→ **Records drawn from a dataset**
========
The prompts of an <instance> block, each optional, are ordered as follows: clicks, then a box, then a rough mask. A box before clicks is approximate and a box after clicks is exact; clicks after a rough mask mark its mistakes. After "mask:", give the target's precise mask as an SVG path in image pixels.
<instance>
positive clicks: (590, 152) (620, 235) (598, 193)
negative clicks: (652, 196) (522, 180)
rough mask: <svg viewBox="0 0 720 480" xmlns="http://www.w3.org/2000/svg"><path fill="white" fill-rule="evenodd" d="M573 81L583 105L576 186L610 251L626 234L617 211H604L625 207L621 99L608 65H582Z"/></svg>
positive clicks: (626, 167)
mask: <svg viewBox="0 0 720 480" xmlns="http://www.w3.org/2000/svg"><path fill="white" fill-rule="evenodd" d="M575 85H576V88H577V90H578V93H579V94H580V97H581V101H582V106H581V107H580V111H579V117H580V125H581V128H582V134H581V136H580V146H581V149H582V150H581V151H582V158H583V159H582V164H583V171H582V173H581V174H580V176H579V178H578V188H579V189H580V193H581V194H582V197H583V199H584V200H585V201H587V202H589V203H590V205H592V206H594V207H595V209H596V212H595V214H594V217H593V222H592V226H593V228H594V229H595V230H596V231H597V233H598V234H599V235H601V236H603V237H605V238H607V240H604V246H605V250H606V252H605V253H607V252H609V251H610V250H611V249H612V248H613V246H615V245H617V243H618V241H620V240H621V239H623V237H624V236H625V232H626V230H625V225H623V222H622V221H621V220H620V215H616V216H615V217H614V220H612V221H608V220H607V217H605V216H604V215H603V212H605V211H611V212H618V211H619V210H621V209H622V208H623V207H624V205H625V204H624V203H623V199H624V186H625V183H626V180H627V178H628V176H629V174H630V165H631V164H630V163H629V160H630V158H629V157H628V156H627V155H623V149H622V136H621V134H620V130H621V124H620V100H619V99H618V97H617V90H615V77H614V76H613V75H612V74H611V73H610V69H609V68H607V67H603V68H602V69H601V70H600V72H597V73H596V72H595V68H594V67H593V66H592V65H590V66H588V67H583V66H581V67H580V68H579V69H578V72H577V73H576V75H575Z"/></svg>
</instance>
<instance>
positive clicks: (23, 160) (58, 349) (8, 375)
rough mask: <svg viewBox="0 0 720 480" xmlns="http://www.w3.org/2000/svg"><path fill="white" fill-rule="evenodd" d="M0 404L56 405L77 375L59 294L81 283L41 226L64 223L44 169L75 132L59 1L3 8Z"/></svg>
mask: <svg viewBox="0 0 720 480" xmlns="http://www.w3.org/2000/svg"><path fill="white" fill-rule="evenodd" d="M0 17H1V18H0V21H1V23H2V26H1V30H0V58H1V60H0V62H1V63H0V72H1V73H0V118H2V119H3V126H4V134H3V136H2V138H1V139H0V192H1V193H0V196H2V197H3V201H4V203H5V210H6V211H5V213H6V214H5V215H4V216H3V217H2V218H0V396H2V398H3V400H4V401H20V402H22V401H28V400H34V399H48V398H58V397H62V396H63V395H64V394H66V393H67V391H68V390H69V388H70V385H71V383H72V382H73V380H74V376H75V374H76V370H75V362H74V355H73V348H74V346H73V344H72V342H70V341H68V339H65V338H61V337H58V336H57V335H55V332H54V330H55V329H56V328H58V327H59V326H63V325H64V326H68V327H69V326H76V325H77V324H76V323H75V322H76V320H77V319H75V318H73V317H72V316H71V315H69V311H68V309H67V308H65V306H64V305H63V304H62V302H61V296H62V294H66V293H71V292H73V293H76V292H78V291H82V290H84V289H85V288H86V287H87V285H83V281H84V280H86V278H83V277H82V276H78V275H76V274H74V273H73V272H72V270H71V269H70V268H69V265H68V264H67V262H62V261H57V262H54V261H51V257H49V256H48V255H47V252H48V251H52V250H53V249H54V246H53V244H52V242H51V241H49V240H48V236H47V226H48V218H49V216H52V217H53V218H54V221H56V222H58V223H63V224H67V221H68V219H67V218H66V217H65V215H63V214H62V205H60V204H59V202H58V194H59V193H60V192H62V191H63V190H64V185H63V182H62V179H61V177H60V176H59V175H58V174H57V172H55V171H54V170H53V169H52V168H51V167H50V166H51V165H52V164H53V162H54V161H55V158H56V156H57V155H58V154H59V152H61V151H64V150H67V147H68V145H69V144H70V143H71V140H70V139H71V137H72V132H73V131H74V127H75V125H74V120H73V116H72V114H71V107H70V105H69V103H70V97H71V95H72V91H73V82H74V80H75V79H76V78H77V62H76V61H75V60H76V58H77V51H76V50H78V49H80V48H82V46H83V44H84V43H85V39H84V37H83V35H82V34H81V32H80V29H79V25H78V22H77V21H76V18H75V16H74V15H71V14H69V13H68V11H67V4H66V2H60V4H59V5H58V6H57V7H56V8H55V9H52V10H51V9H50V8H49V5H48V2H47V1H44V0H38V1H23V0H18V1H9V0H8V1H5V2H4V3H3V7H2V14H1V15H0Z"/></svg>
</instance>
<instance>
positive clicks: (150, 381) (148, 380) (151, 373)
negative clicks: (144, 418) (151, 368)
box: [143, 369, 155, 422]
========
→ **Required work**
All lines from the records above should be copied exactly.

→ **Result of the exercise**
The prompts of an <instance> block, each optional, are ordered as follows: clicks, then a box, then a rough mask. A box before clicks is approximate and a box after clicks is exact; clicks after a rough mask mark its mistakes. After "mask:", give the target's precise mask as an SVG path in image pixels.
<instance>
positive clicks: (590, 152) (620, 235) (598, 193)
negative clicks: (652, 196) (522, 180)
rough mask: <svg viewBox="0 0 720 480" xmlns="http://www.w3.org/2000/svg"><path fill="white" fill-rule="evenodd" d="M573 81L583 105L576 186L610 251L626 234L617 211H604L625 207L621 99L608 65H582Z"/></svg>
positive clicks: (626, 167)
mask: <svg viewBox="0 0 720 480" xmlns="http://www.w3.org/2000/svg"><path fill="white" fill-rule="evenodd" d="M575 85H576V88H577V90H578V93H579V94H580V97H581V101H582V106H581V107H580V111H579V117H580V125H581V128H582V134H581V136H580V146H581V149H582V150H581V151H582V158H583V159H582V164H583V171H582V173H581V174H580V176H579V178H578V188H579V189H580V193H581V194H582V197H583V199H584V200H585V201H587V202H589V203H590V205H592V206H594V207H595V209H596V212H595V214H594V217H593V222H592V226H593V228H594V229H595V230H596V231H597V233H598V234H599V235H601V236H603V237H605V238H607V240H604V246H605V250H606V252H605V253H607V252H609V251H610V250H611V249H612V248H613V246H615V245H617V243H618V241H620V240H621V239H623V237H624V236H625V232H626V230H625V225H623V222H622V221H621V220H620V215H616V216H615V217H614V220H612V221H608V220H607V217H605V216H604V215H603V212H605V211H611V212H618V211H619V210H621V209H622V208H623V207H624V205H625V204H624V203H623V199H624V186H625V183H626V180H627V178H628V176H629V174H630V165H631V164H630V163H629V160H630V158H629V157H628V156H627V155H623V149H622V136H621V134H620V130H621V124H620V100H619V99H618V97H617V90H615V77H614V76H613V75H612V74H611V73H610V69H609V68H607V67H603V68H602V69H601V70H600V72H597V73H596V72H595V68H594V67H593V66H592V65H590V66H588V67H583V66H581V67H580V68H579V69H578V72H577V73H576V75H575Z"/></svg>
</instance>
<instance>
positive clicks: (23, 160) (58, 349) (8, 375)
rough mask: <svg viewBox="0 0 720 480" xmlns="http://www.w3.org/2000/svg"><path fill="white" fill-rule="evenodd" d="M0 404L56 405L77 375L59 294L81 283L41 226L64 223L44 169L75 132L59 1L3 8Z"/></svg>
mask: <svg viewBox="0 0 720 480" xmlns="http://www.w3.org/2000/svg"><path fill="white" fill-rule="evenodd" d="M0 17H1V18H0V21H1V23H2V26H1V30H0V58H1V60H0V62H1V63H0V72H1V73H0V118H2V119H3V126H4V134H3V136H2V138H1V139H0V192H1V193H0V196H2V197H3V201H4V203H5V210H6V211H5V213H6V214H5V215H4V216H3V217H2V218H0V396H2V398H3V400H4V401H20V402H22V401H28V400H34V399H48V398H58V397H62V396H63V395H64V394H66V393H67V391H68V390H69V388H70V385H71V383H72V382H73V380H74V376H75V374H76V370H75V362H74V355H73V348H74V346H73V344H72V342H70V341H68V339H65V338H61V337H58V336H57V335H55V332H54V330H55V329H56V328H58V327H59V326H63V325H64V326H68V327H69V326H76V325H77V324H76V323H75V322H76V320H77V319H75V318H73V317H72V316H71V315H69V311H68V309H67V308H65V306H64V305H63V304H62V302H61V296H62V294H66V293H71V292H73V293H76V292H78V291H82V290H84V289H85V288H86V287H87V285H83V281H84V280H86V278H83V277H82V276H78V275H76V274H74V273H73V272H72V270H71V269H70V268H69V265H68V264H67V262H62V261H57V262H54V261H51V257H49V256H48V255H47V252H48V251H52V250H53V249H54V246H53V244H52V242H51V241H49V240H48V236H47V226H48V218H49V216H52V217H53V218H54V221H56V222H58V223H63V224H67V221H68V219H67V218H66V217H65V215H63V214H62V205H60V204H59V202H58V194H59V193H60V192H62V191H63V190H64V185H63V182H62V179H61V177H60V176H59V175H58V174H57V172H55V171H54V170H53V169H52V168H51V167H50V166H51V165H52V164H53V162H54V161H55V158H56V156H57V155H58V154H59V152H61V151H64V150H67V147H68V145H69V144H70V143H71V140H70V139H71V137H72V132H73V131H74V127H75V125H74V120H73V116H72V114H71V107H70V105H69V103H70V97H71V95H72V91H73V82H74V80H75V79H76V78H77V62H76V61H75V60H76V58H77V51H76V50H78V49H80V48H82V46H83V44H84V43H85V39H84V37H83V35H82V34H81V32H80V29H79V25H78V22H77V21H76V18H75V16H74V15H71V14H69V13H68V11H67V4H66V2H60V4H59V5H58V6H57V7H56V8H55V9H52V10H51V9H50V8H49V5H48V2H47V1H44V0H38V1H23V0H18V1H9V0H8V1H5V2H4V3H3V7H2V14H1V15H0Z"/></svg>
</instance>
<instance>
positive clicks: (150, 381) (148, 380) (151, 373)
negative clicks: (144, 418) (151, 368)
box: [143, 369, 155, 422]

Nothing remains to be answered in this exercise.